§ PARTS OF THE EXERCISE
**1)** In the issue about money values being misidentified, write out everything from "Money values are" down to "NLP> I have 4 cents or 4$ now.".
**2)** In the issue about money values being misidentified, which line of code does the original poster suspect is causing the problem?
**3)** Pick up the issue thread about money values being misidentified where it stops and keep it going.
══ SOURCE
Money values are not identified correctly
AgoloRandaMoustafa opened this issue · 1 comments
AgoloRandaMoustafa commented
Sentence: I have 4 cents or 4$ now.
When trying to normalize the money value in the above sentence, the entity normalizer produces 44
, which is not accurate.
It seems that s = s.replaceAll("[A-Za-z]", "");
is causing this issue.
AngledLuffa commented
java edu.stanford.nlp.pipeline.StanfordCoreNLP
NLP> I have 4 cents or 4$ now.
Sentence #1 (9 tokens):
I have 4 cents or 4$ now.
Tokens:
[Text=I CharacterOffsetBegin=0 CharacterOffsetEnd=1 PartOfSpeech=PRP Lemma=I NamedEntityTag=O]
[Text=have CharacterOffsetBegin=2 CharacterOffsetEnd=6 PartOfSpeech=VBP Lemma=have NamedEntityTag=O]
[Text=4 CharacterOffsetBegin=7 CharacterOffsetEnd=8 PartOfSpeech=CD Lemma=4 NamedEntityTag=MONEY NormalizedNamedEntityTag=$0.04]
[Text=cents CharacterOffsetBegin=9 CharacterOffsetEnd=14 PartOfSpeech=NNS Lemma=cent NamedEntityTag=MONEY NormalizedNamedEntityTag=$0.04]
[Text=or CharacterOffsetBegin=15 CharacterOffsetEnd=17 PartOfSpeech=CC Lemma=or NamedEntityTag=O]
[Text=4 CharacterOffsetBegin=18 CharacterOffsetEnd=19 PartOfSpeech=CD Lemma=4 NamedEntityTag=MONEY NormalizedNamedEntityTag=$4.0]
[Text=$ CharacterOffsetBegin=19 CharacterOffsetEnd=20 PartOfSpeech=$ Lemma=$ NamedEntityTag=MONEY NormalizedNamedEntityTag=$4.0]
[Text=now CharacterOffsetBegin=21 CharacterOffsetEnd=24 PartOfSpeech=RB Lemma=now NamedEntityTag=MONEY NormalizedNamedEntityTag=$4.0]
[Text=. CharacterOffsetBegin=24 CharacterOffsetEnd=25 PartOfSpeech=. Lemma=. NamedEntityTag=O]
Dependency Parse (enhanced plus plus dependencies):
root(ROOT-0, have-2)
════
══ SOURCE EXCERPT
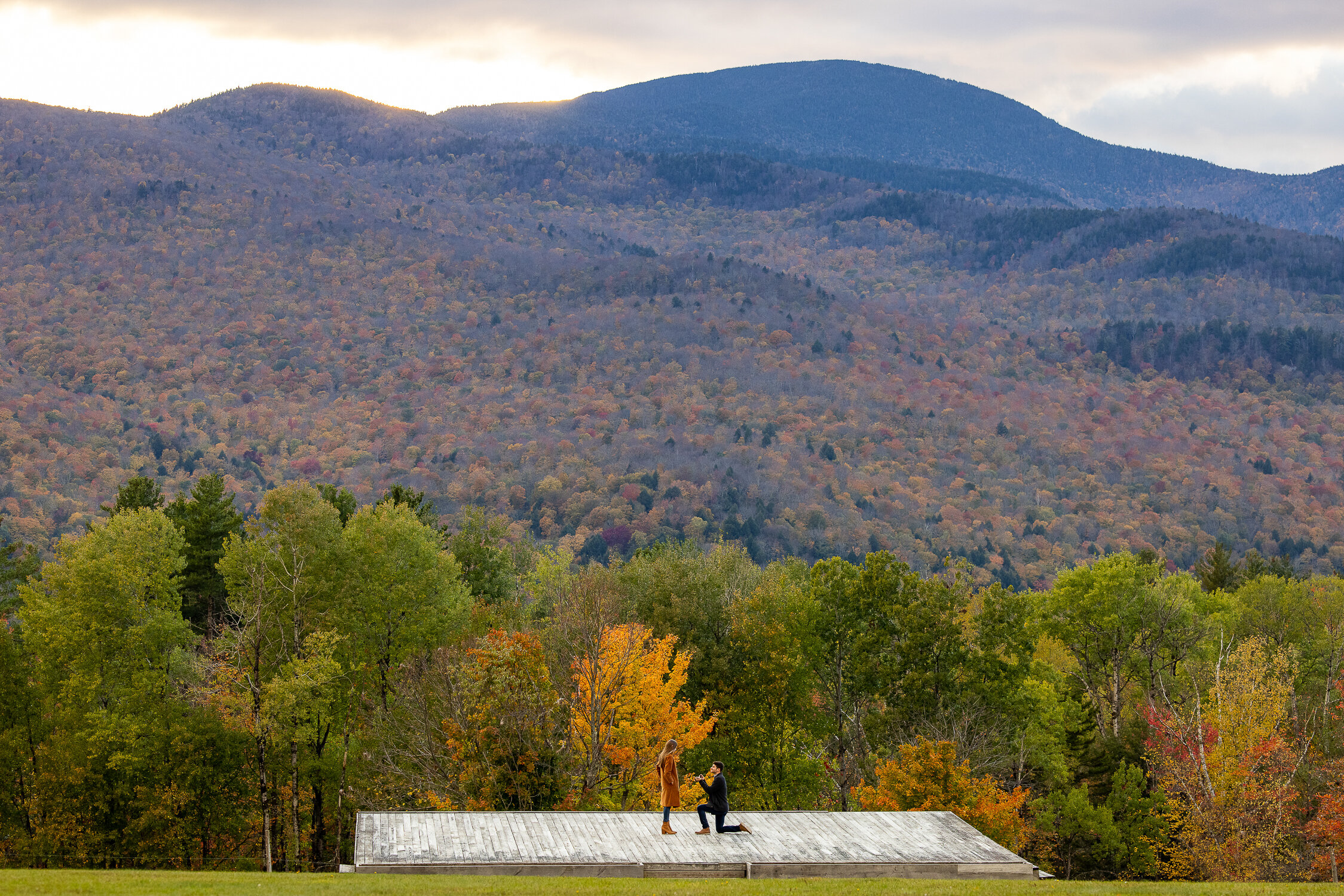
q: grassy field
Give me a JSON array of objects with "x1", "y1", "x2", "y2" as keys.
[{"x1": 0, "y1": 870, "x2": 1322, "y2": 896}]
════
§ IN RESPONSE
**1)**
Money values are not identified correctly
AgoloRandaMoustafa opened this issue · 1 comments
AgoloRandaMoustafa commented
Sentence: I have 4 cents or 4$ now.
When trying to normalize the money value in the above sentence, the entity normalizer produces 44
, which is not accurate.
It seems that s = s.replaceAll("[A-Za-z]", "");
is causing this issue.
AngledLuffa commented
java edu.stanford.nlp.pipeline.StanfordCoreNLP
NLP> I have 4 cents or 4$ now.

**2)** s = s.replaceAll("[A-Za-z]", "");

**3)**
nsubj(have-2, I-1)
nummod(cents-4, 4-3)
obj(have-2, cents-4)
cc($-7, or-5)
nummod($-7, 4-6)
obj(have-2, $-7)
conj:or(cents-4, $-7)
advmod(have-2, now-8)
punct(have-2, .-9)
Extracted the following NER entity mentions:
4 cents MONEY MONEY:0.9931253379658741
4$ now MONEY MONEY:-1.0
What error are you seeing?